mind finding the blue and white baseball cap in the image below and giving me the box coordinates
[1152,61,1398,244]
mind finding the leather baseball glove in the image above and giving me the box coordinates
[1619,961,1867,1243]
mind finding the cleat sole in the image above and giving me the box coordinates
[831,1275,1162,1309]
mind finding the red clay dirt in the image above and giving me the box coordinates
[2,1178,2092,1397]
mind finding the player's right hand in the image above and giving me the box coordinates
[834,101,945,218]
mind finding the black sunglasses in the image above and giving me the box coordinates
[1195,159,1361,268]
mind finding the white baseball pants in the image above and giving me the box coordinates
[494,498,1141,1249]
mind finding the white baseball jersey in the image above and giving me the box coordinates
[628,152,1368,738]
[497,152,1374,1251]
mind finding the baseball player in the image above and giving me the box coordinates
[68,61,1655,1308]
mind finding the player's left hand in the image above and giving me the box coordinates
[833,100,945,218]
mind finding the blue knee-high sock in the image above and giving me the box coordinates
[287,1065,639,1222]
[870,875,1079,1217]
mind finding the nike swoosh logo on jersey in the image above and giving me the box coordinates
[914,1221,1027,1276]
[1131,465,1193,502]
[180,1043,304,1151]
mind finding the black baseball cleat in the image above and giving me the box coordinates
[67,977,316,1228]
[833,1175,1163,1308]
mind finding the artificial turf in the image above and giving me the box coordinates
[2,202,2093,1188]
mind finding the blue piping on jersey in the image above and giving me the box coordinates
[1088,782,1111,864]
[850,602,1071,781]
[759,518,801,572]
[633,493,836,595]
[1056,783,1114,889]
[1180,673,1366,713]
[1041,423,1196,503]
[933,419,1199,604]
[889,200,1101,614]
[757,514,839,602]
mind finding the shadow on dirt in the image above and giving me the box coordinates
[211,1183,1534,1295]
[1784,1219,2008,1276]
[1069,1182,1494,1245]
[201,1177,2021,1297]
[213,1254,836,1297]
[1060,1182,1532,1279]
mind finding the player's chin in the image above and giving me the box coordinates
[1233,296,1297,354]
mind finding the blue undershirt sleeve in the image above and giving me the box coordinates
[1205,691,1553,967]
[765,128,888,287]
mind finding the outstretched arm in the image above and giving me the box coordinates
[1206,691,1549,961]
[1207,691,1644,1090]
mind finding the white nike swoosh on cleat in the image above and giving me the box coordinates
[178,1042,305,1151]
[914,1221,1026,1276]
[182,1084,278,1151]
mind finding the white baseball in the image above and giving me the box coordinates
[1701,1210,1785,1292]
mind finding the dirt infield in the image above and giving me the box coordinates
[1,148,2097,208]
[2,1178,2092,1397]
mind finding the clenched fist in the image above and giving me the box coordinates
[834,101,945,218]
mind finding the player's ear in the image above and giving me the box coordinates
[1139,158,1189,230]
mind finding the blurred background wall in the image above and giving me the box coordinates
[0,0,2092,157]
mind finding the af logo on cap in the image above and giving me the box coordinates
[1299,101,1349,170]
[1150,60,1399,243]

Exercise:
From the first line to the last, write out the listing exactly.

Output for this task:
mind finding the blue and white baseball cap in the image below and giving me the box coordinates
[1152,61,1398,244]
mind finding the leather baseball glove in the image above and giving me the box coordinates
[1619,961,1867,1243]
mind finding the cleat sole in the image above and giving me the box coordinates
[831,1275,1162,1309]
mind finding the red clay dirt in the image above and giving me the box coordinates
[2,1178,2092,1397]
mind finding the player's right hand in the image above and giving me the box coordinates
[834,101,945,218]
mind finding the black sunglasses in the image above and giving me the box coordinates
[1195,159,1361,268]
mind finding the white baseball pants in the image above and giving me the box coordinates
[494,498,1141,1249]
mind finding the white baseball jersey in the image above and giving me the box coordinates
[628,152,1368,738]
[497,152,1374,1251]
mind finding the baseball player in the image above and giving me the box coordinates
[68,61,1655,1308]
mind finding the player's left hand in the image above and giving me the box coordinates
[833,100,945,218]
mind finding the blue knee-high sock in the image above and giving me the box coordinates
[287,1065,639,1222]
[870,875,1079,1217]
mind finding the nike swoosh logo on jersey in the image above and giving me the box coordinates
[914,1221,1027,1276]
[1131,465,1193,502]
[180,1043,304,1151]
mind finding the black baseball cleat in the image above and giving me the box coordinates
[67,977,316,1228]
[833,1175,1163,1308]
mind finding the artificial turf in the image above and giving me the box coordinates
[2,202,2093,1188]
mind finding the blue piping on jersey in the image above and giving me the box coordinates
[1088,782,1111,864]
[850,602,1071,781]
[759,518,801,572]
[633,493,836,595]
[1056,783,1114,889]
[1180,673,1366,713]
[1041,423,1196,503]
[933,419,1199,604]
[889,200,1101,614]
[757,514,839,602]
mind finding the shadow on dirt in the image above and giving me the box coordinates
[211,1183,1534,1295]
[1784,1219,2008,1276]
[1069,1182,1494,1245]
[201,1177,2021,1297]
[213,1254,836,1297]
[1060,1182,1532,1279]
mind finding the player's chin in the image above and giving me the box coordinates
[1233,296,1297,354]
mind finding the blue undershirt sleeve in the image above and giving me the box coordinates
[1205,691,1553,967]
[765,128,888,287]
mind finding the outstretched arm in the image above and giving me the box coordinates
[1206,691,1549,961]
[1207,691,1644,1090]
mind finding the white nike swoosh on cleat in the image above and giving me the box coordinates
[178,1042,305,1151]
[914,1221,1026,1276]
[182,1084,278,1151]
mind finding the white baseball in the image above and giving me the box coordinates
[1701,1210,1785,1292]
mind finding the dirt infield in the image above and giving me the box coordinates
[1,148,2097,208]
[2,1178,2092,1397]
mind finding the clenched fist in the image above and giving me the box coordinates
[834,101,945,218]
mind finding the player's ear in the image above and giving me the box coordinates
[1139,158,1189,230]
mind finding the blurred background wall in the image above and giving me the box coordinates
[0,0,2092,157]
mind finding the af logo on cap in the image above and giving me the box coordinates
[1299,101,1349,170]
[1150,60,1399,243]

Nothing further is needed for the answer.